* _Excerpt_

Sunday, April 3, 2011

Brain injury in a football hero

By Richard P. Holm M.D

If you ask any of us who were on the DeSmet High School football team of 1966, we will tell you about how hard we played, the joy of our teamwork, our lasting friendships, and, of course, about our winning record. But I have come to realize now how foolish I was to repeatedly lower my head and use it as a battering ram hitting my opponents with everything I had.

Although contact sports are so much an enjoyable part of our modern life, we are finally coming to realize the danger such games can cause to the heads of the players. Nearly one and a half million head injuries occur in the United States each year and 20% or more of these are sports related. Researchers show that in football, soccer, and ice hockey, every season around 50% of the athletes experience some kind of concussion symptoms following a hit to the head.

What is worse news, research has revealed that once a concussion happens, that individual is very susceptible to permanent brain injury after a second-impact. Like playing on a twisted ankle, it’s the second hit that does the real damage.

It is a scientific fact that head trauma can result in subtle neuro-cognitive loss and later even chronic progressive brain disease and mental illness. One well-known example is the boxer Mohammed Ali who struggles with Parkinson’s disease, the likely consequence of repeated head trauma.

So how do we protect the brains of our youth? We should start by teaching players, couches, and parents to recognize the symptoms of concussion. If head trauma results in a headache, dizziness or imbalance, nausea or vomiting, any confusion, double vision, memory loss, sleep disturbance, emotional change, intolerance to loud noise or bright lights, or especially any hint of loss of consciousness, then there has been, by definition, a concussion. More on this at

Any athlete with such an experience should immediately stop playing, especially in order to prevent the second impact syndrome. Medical professionals should direct any athlete, who experiences concussion not to return to contact play until they experience one completely symptom-free week.

It is better to miss one game than be brain injured for a lifetime.

The miracle of the tube

By Richard P. Holm, M.D.

By the 16th day after conception, the human embryo has grown into a hollow ball of cells. Then a fold develops on the underside of the sphere, and it pushes inward until the sides wrap around the bend and become a cylinder that starts at a primitive head and extends down to what looks like a tail.

The resulting pipe is called the primitive gut, and it is evolving into what later will become the mouth, esophagus, stomach, and both the small and large intestines. Eventually this tube will extend about 26 feet from lips to anus. During development, pouches budding out from this food tube will also form the lungs, liver, gallbladder, and pancreas.

Once the embryo fully develops and is born, the gastrointestinal (or GI) tract begins performing the marvelous act of digestion. When food is shoved into the mouth, it is gummed or chewed until the tongue pushes it down. Food is swallowed as a small ball – doctors call it a bolus – and it passes the entrance to the lungs where a fleshy a trapdoor called the epiglottis protects the lungs and helps move the food into the esophagus.

The esophagus is a toothpaste-tube-type apparatus that moves the bolus into the stomach. There, acid not only helps break down the food, but it also kills most of the microorganisms that enter with food. Now liquefied, food then moves into the small intestine where tiny, shag-carpet-like fingers provide a surface area that’s about the same size as a football field. All that space is needed, and those tiny fingers work together to absorb nutrients.

The leftover liquid material finally moves to the large intestine, or colon, and this organ works mainly to reclaim water. The colon also harbors colonies of good bacteria that work on the leftover material and produce an important vitamin. That vitamin subsequently is absorbed and the body uses it to prevent bleeding.

The tube from lips to anus may not receive the respect it deserves, but it is an engineering masterpiece that humbly nourishes our lives.

* _Dataset excerpt_
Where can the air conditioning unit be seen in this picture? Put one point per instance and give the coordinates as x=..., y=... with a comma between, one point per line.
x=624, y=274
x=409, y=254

* _Problem requirements_
From the excerpt above, list the organs that the text says form from pouches budding out from the food tube during development.

* _Solution_
Lungs, liver, gallbladder, pancreas